• **Task directions**
Please pick out and copy every line below that contains the string "tree". Case counts, so only lines that match its capitalization qualify.

• **Data lines**

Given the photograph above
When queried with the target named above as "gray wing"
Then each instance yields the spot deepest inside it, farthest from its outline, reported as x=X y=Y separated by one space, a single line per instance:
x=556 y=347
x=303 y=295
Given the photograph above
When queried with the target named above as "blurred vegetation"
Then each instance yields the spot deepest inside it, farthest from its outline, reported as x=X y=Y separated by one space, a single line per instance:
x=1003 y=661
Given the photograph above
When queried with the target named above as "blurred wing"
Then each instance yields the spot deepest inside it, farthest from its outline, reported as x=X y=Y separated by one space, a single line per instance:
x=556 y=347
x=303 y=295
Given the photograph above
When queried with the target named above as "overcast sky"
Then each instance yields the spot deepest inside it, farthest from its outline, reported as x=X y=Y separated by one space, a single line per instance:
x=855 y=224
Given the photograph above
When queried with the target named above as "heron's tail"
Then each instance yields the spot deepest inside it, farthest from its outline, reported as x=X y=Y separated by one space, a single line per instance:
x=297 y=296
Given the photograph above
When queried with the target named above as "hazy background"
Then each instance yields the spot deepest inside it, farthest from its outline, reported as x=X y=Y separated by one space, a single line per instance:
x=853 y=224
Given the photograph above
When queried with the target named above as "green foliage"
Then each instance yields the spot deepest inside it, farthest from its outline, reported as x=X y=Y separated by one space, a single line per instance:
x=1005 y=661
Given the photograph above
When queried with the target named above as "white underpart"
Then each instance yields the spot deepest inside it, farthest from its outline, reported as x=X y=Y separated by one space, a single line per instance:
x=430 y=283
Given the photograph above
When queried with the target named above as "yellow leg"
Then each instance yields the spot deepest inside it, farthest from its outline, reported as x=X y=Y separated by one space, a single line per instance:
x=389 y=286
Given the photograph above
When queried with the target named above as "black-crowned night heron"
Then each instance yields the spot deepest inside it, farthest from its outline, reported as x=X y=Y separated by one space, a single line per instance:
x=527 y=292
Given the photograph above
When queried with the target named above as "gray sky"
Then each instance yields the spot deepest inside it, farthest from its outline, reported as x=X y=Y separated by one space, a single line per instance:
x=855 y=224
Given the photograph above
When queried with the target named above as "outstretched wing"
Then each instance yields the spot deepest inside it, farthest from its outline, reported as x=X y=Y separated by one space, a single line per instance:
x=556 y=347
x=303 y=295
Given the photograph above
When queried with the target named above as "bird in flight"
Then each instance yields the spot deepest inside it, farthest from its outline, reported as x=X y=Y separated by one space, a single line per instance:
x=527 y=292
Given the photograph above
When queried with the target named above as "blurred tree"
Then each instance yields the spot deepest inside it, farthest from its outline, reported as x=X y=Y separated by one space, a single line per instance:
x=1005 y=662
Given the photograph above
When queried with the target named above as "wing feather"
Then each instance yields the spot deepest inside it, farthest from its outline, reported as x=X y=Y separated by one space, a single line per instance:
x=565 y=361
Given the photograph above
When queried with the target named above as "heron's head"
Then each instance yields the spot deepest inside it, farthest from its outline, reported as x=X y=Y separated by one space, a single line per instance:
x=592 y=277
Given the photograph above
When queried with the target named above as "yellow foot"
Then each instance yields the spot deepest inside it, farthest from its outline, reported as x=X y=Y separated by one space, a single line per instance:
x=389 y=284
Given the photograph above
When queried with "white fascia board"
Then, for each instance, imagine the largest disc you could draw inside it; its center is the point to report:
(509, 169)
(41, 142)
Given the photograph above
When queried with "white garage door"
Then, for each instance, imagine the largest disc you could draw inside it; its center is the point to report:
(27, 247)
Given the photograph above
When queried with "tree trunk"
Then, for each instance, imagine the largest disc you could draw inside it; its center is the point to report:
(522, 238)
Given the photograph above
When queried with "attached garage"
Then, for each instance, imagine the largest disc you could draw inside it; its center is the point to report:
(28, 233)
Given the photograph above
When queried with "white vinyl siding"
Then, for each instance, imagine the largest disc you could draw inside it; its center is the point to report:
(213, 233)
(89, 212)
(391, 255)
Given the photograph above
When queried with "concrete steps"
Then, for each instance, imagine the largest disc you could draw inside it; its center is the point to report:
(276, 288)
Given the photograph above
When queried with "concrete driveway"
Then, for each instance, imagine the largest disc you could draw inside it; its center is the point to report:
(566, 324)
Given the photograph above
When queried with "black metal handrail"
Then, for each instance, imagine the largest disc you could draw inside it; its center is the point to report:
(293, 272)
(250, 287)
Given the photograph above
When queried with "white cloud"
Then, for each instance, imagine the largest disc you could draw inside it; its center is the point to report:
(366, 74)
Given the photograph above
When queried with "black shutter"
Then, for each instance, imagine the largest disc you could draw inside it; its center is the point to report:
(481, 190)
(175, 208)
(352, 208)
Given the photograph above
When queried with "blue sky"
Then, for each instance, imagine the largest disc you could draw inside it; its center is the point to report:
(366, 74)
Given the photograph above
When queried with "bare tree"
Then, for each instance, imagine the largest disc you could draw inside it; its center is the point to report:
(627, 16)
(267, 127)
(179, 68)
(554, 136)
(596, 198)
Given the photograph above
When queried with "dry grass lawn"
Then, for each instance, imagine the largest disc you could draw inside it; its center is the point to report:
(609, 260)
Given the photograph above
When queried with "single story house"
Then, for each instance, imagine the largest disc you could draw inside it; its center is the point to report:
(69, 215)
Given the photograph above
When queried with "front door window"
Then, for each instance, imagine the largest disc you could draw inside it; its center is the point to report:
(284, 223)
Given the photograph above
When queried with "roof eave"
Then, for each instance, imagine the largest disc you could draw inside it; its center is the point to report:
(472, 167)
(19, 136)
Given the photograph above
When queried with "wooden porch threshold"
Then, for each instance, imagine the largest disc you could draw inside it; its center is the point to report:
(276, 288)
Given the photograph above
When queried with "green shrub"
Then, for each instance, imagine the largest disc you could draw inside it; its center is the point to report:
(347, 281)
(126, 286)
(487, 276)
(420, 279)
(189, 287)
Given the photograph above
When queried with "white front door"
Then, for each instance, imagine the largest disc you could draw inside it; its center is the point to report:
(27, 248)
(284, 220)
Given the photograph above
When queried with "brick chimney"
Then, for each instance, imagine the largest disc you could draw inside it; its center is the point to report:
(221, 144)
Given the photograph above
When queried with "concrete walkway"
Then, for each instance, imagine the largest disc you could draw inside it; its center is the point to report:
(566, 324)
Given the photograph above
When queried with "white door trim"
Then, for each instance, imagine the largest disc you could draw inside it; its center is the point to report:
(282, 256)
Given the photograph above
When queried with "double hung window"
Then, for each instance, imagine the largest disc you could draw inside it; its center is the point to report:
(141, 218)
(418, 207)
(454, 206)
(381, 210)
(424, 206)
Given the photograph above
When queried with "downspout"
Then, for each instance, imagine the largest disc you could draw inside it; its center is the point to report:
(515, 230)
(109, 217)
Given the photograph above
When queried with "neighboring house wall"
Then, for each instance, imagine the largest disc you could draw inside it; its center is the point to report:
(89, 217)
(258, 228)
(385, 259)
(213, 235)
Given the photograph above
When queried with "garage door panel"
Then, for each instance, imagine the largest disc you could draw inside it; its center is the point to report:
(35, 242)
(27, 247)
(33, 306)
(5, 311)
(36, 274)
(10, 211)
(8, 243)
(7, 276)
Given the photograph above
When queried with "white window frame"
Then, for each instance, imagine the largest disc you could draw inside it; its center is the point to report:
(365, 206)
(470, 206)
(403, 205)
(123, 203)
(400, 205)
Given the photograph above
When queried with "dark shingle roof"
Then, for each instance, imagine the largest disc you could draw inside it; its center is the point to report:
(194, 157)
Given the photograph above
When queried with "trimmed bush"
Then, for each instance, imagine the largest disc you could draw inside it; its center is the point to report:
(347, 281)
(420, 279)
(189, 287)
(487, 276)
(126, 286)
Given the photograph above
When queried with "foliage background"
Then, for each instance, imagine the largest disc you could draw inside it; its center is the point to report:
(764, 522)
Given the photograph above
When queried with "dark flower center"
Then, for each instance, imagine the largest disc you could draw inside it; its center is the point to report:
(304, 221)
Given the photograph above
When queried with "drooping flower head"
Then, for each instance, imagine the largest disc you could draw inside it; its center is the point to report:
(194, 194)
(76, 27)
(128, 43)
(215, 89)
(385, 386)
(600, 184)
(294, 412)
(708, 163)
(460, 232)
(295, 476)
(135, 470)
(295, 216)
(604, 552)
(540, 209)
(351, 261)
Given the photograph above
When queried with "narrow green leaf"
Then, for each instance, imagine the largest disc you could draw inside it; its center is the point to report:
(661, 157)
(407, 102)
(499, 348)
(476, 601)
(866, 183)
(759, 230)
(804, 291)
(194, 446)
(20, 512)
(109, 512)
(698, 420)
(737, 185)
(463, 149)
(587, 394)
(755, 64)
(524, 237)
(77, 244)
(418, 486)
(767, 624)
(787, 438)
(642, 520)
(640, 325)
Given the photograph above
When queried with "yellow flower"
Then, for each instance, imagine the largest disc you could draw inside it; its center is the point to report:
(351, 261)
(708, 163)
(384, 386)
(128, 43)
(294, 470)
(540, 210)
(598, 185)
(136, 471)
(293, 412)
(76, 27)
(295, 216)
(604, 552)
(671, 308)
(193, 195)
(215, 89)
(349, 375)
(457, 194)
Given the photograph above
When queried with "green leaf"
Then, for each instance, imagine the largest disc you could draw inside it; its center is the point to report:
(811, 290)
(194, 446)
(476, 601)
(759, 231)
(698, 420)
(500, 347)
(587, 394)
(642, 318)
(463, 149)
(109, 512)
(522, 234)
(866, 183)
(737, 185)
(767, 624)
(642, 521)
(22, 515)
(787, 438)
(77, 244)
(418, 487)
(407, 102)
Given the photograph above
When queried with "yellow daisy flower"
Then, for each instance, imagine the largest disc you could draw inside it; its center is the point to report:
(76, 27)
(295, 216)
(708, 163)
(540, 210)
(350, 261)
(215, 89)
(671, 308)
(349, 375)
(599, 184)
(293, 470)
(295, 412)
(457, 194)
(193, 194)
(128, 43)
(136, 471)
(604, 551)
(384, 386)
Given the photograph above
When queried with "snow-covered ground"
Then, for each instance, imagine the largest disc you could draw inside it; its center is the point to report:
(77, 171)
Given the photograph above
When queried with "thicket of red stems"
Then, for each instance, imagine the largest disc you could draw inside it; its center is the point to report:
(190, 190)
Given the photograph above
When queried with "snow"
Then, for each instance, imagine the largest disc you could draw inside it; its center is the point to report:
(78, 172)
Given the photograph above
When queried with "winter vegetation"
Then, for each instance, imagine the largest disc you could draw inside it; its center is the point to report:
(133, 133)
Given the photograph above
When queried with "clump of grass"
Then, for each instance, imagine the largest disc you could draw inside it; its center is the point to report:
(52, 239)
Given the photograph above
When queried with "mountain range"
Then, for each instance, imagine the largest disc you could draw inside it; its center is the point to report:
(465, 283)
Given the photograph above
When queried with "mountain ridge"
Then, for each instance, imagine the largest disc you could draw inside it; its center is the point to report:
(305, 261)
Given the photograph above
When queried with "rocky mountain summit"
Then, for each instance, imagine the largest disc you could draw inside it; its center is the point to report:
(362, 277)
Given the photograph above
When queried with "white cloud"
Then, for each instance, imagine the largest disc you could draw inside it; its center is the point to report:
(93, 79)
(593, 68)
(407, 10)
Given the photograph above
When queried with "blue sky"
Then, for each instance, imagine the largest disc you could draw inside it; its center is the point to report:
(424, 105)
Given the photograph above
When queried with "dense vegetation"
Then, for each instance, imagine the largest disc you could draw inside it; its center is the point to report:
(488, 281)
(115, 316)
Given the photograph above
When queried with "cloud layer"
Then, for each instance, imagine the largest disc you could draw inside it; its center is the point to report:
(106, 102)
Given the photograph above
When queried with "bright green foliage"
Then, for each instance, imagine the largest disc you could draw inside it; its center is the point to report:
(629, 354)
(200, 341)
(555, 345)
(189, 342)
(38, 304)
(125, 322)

• **Response below**
When queried with the target named above as "blurred tree"
When queried with "tree trunk"
When queried with "bare tree"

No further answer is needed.